ACTIVITY: Search the records below for the string "wall", and report each line that contains it.

DATA SUPPLIED:
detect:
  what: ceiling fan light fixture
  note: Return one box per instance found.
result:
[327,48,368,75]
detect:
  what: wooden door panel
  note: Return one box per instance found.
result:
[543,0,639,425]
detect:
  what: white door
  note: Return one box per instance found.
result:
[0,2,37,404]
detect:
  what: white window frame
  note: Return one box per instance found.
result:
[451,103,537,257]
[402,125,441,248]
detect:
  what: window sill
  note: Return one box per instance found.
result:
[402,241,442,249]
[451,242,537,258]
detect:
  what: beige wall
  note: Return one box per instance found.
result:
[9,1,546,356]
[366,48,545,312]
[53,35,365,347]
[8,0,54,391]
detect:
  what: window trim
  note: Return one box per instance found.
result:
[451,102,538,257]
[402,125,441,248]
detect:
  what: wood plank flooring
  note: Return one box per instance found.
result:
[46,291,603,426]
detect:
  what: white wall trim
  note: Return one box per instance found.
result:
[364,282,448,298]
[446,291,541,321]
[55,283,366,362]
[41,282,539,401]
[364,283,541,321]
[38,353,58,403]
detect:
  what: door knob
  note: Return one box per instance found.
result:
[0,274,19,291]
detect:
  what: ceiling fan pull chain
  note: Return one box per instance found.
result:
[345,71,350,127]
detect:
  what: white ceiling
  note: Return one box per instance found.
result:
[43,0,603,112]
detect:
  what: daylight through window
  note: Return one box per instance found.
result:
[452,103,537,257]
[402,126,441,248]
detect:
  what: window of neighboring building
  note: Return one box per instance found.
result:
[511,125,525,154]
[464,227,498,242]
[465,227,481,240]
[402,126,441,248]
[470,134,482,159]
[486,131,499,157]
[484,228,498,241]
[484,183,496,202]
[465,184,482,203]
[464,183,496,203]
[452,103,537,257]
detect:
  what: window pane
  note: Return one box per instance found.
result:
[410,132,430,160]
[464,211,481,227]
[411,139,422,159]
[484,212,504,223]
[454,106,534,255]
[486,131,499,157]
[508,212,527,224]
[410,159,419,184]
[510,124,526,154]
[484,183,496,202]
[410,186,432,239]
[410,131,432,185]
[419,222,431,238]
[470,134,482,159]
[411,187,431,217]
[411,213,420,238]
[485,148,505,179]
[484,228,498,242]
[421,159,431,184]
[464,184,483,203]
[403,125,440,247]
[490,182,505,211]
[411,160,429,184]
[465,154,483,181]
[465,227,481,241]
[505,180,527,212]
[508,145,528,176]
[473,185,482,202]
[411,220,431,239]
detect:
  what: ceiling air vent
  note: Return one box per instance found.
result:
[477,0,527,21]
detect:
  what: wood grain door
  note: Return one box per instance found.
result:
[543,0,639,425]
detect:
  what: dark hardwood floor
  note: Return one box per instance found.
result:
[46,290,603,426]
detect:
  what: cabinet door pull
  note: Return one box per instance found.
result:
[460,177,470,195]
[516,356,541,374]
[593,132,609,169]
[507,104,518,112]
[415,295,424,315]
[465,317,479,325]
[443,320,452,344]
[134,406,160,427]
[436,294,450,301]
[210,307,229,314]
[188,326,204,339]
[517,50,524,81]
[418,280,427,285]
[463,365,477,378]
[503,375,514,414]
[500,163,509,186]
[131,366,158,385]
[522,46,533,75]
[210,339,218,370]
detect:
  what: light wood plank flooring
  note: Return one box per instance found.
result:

TASK RESULT:
  what: beige wall
  what: white wall trim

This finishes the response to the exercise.